[Point-per-instance localization data]
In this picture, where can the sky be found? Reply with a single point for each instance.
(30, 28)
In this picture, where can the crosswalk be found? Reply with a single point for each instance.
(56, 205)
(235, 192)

• Work order: The full set of records, transcribed exactly, is the answer.

• Expected answer:
In this picture, where can the sky be found? Reply with a single point for each instance.
(30, 28)
In this picture, where can the crosswalk be found? Reply with a single point for each instance.
(56, 205)
(235, 192)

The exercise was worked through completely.